Task directions: Print the entries exactly as given.

[Natural language region descriptions]
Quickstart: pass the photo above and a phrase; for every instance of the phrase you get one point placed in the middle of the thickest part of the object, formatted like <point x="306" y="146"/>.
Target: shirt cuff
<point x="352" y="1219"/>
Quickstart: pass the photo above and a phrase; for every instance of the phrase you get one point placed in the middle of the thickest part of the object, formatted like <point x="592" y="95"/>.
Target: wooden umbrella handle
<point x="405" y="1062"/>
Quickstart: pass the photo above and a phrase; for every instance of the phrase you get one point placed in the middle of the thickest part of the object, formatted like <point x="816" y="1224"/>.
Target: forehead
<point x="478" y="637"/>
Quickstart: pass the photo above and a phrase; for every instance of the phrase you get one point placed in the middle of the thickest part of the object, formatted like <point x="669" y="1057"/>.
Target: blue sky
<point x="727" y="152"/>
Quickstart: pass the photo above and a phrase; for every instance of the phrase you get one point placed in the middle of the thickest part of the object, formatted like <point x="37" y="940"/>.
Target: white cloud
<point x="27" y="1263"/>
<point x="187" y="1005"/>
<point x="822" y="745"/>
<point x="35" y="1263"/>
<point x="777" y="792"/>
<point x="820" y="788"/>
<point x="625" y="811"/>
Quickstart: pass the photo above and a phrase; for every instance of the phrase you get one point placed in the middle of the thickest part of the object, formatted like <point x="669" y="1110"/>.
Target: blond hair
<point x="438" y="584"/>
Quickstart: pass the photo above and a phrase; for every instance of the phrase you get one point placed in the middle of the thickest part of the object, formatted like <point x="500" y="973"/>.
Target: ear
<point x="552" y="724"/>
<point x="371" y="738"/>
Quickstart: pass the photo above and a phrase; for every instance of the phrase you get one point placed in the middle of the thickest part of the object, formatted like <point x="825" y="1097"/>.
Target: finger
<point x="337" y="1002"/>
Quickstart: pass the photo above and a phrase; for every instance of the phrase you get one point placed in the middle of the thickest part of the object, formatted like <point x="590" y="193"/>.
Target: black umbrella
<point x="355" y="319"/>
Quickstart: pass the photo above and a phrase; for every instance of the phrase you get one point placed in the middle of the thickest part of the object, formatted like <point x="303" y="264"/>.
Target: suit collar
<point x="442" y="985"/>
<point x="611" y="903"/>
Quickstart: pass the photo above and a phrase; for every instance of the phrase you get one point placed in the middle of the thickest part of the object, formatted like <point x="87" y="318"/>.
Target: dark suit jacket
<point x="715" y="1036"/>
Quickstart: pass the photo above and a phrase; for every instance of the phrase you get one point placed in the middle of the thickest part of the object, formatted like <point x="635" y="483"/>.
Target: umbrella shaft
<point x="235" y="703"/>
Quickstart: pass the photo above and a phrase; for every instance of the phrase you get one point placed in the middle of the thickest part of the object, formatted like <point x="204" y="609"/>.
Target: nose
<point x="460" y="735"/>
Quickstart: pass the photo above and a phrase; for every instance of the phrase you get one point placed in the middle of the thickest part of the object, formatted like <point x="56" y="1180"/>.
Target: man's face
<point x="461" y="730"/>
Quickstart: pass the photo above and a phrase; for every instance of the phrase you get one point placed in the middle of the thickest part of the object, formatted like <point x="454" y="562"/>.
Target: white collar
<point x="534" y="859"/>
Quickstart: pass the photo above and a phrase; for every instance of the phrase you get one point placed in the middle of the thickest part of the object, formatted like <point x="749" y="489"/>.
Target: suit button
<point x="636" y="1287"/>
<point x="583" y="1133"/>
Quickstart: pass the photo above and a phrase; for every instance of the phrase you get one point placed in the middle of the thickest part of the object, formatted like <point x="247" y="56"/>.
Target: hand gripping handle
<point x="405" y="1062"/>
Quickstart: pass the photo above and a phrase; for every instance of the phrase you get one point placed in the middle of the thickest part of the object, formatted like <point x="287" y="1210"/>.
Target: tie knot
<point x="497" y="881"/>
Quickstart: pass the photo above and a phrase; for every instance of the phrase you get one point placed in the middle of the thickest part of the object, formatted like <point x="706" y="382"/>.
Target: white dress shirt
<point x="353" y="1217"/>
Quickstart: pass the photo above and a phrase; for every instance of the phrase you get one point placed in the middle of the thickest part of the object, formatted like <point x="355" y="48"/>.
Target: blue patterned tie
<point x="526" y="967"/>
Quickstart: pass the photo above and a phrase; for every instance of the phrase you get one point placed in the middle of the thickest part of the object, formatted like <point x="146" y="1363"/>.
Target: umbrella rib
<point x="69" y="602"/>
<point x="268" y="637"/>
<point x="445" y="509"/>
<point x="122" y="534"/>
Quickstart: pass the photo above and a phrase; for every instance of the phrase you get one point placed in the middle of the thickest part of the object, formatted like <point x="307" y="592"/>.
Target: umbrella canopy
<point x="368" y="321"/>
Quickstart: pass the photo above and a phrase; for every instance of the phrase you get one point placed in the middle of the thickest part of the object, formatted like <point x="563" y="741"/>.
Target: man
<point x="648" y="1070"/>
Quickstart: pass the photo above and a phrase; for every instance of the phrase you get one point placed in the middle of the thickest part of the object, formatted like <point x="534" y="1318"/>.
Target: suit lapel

Response area:
Quickstart: pass the photo above and a phrase; for every instance of the phrase you get one point placed in the middle of the thickest part of the object, formatted like <point x="306" y="146"/>.
Target: shirt cuff
<point x="352" y="1219"/>
Quickstart: pass the photo above and a phrase; for every instance of the phrase you get one point placed in the middle of the thickest part of the object, formatted like <point x="592" y="95"/>.
Target: wooden umbrella handle
<point x="405" y="1062"/>
Quickstart: pass the photo above and a phrase; for every instance of the phrase you get one point placed in the middle of the thickest part of the object, formatted like <point x="816" y="1224"/>.
Target: forehead
<point x="478" y="637"/>
Quickstart: pass the photo above and a phrase; for every instance of the phrase you get one point placed in the middle of the thickest part of the object, formatted like <point x="669" y="1057"/>.
Target: blue sky
<point x="727" y="152"/>
Quickstart: pass the photo above and a phrase; for every instance of the phrase you get one point placed in the middle of the thickest part of the object, formatted like <point x="37" y="940"/>.
Target: white cloud
<point x="27" y="1263"/>
<point x="187" y="1005"/>
<point x="822" y="745"/>
<point x="35" y="1263"/>
<point x="777" y="792"/>
<point x="820" y="788"/>
<point x="625" y="811"/>
Quickstart: pass the photo above and a phrase; for every instance of the phrase you get one point placed in the middle of the thickest part of the object, formatted like <point x="669" y="1110"/>.
Target: blond hair
<point x="438" y="584"/>
Quickstart: pass the photo above and a phrase; for every instance of the phrase you get one point placed in the middle of the thickest part of the object, formatted like <point x="500" y="973"/>.
Target: ear
<point x="552" y="724"/>
<point x="371" y="738"/>
Quickstart: pass the photo above and a phrase; for every instance of the phrase you get one point placed in the middle of the thickest part of the object, formatted like <point x="825" y="1097"/>.
Target: finger
<point x="337" y="1002"/>
Quickstart: pass the photo above and a phrase; for every instance of the phrase you get one point placed in the middle of the thickest part of the object, formatted like <point x="590" y="193"/>.
Target: black umbrella
<point x="355" y="319"/>
Quickstart: pass the photo above and a phrase; for every instance of the phrase you get one point placed in the middle of the thickest part of the object, formatted like <point x="303" y="264"/>.
Target: suit collar
<point x="442" y="985"/>
<point x="611" y="903"/>
Quickstart: pass the photo above and a phrase; for every instance of the phrase you get one point placed in the middle of the thickest part of the object, formatted like <point x="87" y="318"/>.
Target: dark suit jacket
<point x="715" y="1036"/>
Quickstart: pass the photo above and a phrase; for every instance of the phrase you get one point placed in the middle of the thickest part of the object, formatted like <point x="635" y="483"/>.
Target: umbrella shaft
<point x="235" y="703"/>
Quickstart: pass the photo above and a phrase; for every instance of the phrase you get one point placed in the middle of the thickest part of the object, formatted like <point x="204" y="609"/>.
Target: nose
<point x="460" y="735"/>
Quickstart: pass the photo above and a phrase; for every instance of the phrase you get one point placed in the middle of the thickest part of the object, formatted like <point x="56" y="1180"/>.
Target: man's face
<point x="461" y="730"/>
Quickstart: pass the photo above and a phrase; for every instance of the phrase you get one point placed in the middle of the thickest part of the object, formatted like <point x="454" y="562"/>.
Target: white collar
<point x="534" y="859"/>
Quickstart: pass the photo above and a phrase; for every instance of the phrase you get one point placed in the middle of the thickest part of the object, formatted like <point x="749" y="489"/>.
Target: suit button
<point x="636" y="1287"/>
<point x="583" y="1133"/>
Quickstart: pass the photo above and a phrase; for every instance of the phrase you get one point placed in the middle of the thickest part of the object, formatted like <point x="247" y="56"/>.
Target: hand gripping handle
<point x="405" y="1062"/>
Quickstart: pass the photo above and a phrase; for every instance of the phrase you get one point placed in the middle of the thickest part of the object, formatted like <point x="287" y="1210"/>.
Target: tie knot
<point x="497" y="881"/>
Quickstart: pass the photo above and a phrase; for every instance of the phrase you get one point placed in the middle of the thickest part of the object, formatted like <point x="706" y="382"/>.
Target: white dress shirt
<point x="353" y="1217"/>
Quickstart: pass the photo above and a phrase; for every instance of the phrase you get one point placed in the middle of the thickest part of the object, formatted like <point x="355" y="48"/>.
Target: blue patterned tie
<point x="526" y="967"/>
Quickstart: pass the photo above and a phrase; for every instance of the phrase you get one point placed in the middle of the thickest part of the object, formatted like <point x="146" y="1363"/>.
Target: umbrella rib
<point x="69" y="602"/>
<point x="268" y="637"/>
<point x="445" y="509"/>
<point x="122" y="534"/>
Quickstart: pass the photo above and a phrase; for every instance of the phrase you get one point placed in the middle of the thickest part of the object, formatted like <point x="307" y="592"/>.
Target: umbrella canopy
<point x="368" y="321"/>
Quickstart: pass the photo above and a phrase; for every instance of the phrase you get one point placed in the middle of the thickest part of the object, formatted like <point x="563" y="741"/>.
Target: man
<point x="648" y="1070"/>
Quickstart: pass the photo above and a phrase; for every instance of the phrase you get one point placed in the middle of the thickest part of the object, formatted like <point x="534" y="1318"/>.
Target: suit lapel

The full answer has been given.